## Testo fornito

Il riferirsi alla crisi
del 1929, in nome della quale i loro interventi sono condotti, è
appropriato?

Non si dovrebbe,
piuttosto, paragonare la situazione attuale alla crisi giapponese
degli anni ’90? Il crack della bolla immobiliare aveva allora
sclerotizzato quel sistema bancario durante pù di dieci anni,
trascinando la crescita giapponese, prima sfavillante, su un cammino
di lunga agonia. Per cogliere il senso di questo paragone,
abitualmente si distinguono due tipi di crisi finanziarie: da un lato
le crisi di solvibilità e dall’altro le crisi di liquidità.

Le crisi di solvibilità
sono le più semplici da capire: un debitore fallisce perché
l’investimento finanziario che ha fatto rende meno del previsto.
Per esempio: il rendimento dell’Eurotunnel ha raggiunto livelli
molto inferiori a quelli sperati; i creditori e gli azionisti hanno
perduto le somme impegnate.

Le crisi di liquidità
sono di un altro genere. Succedono quando per una ragione o per
l’altra, i creditori vogliono, tutti, vendere i loro attivi nello
stesso tempo, provocando essi stessi la svalutazione dei loro
profitti. Cattive notizie, anche se non accertate, un comportamento
imitativo da pecoroni (se gli altri vendono, voglio vendere anch’io)

## Estratto della fonte
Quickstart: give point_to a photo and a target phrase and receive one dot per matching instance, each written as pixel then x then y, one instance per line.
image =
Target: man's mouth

## Obiettivo
Puoi ricopiare per intero il testo sulle crisi finanziarie, senza cambiare nemmeno una parola?

## Soluzione scritta
Il riferirsi alla crisi
del 1929, in nome della quale i loro interventi sono condotti, è
appropriato?

Non si dovrebbe,
piuttosto, paragonare la situazione attuale alla crisi giapponese
degli anni ’90? Il crack della bolla immobiliare aveva allora
sclerotizzato quel sistema bancario durante pù di dieci anni,
trascinando la crescita giapponese, prima sfavillante, su un cammino
di lunga agonia. Per cogliere il senso di questo paragone,
abitualmente si distinguono due tipi di crisi finanziarie: da un lato
le crisi di solvibilità e dall’altro le crisi di liquidità.

Le crisi di solvibilità
sono le più semplici da capire: un debitore fallisce perché
l’investimento finanziario che ha fatto rende meno del previsto.
Per esempio: il rendimento dell’Eurotunnel ha raggiunto livelli
molto inferiori a quelli sperati; i creditori e gli azionisti hanno
perduto le somme impegnate.

Le crisi di liquidità
sono di un altro genere. Succedono quando per una ragione o per
l’altra, i creditori vogliono, tutti, vendere i loro attivi nello
stesso tempo, provocando essi stessi la svalutazione dei loro
profitti. Cattive notizie, anche se non accertate, un comportamento
imitativo da pecoroni (se gli altri vendono, voglio vendere anch’io)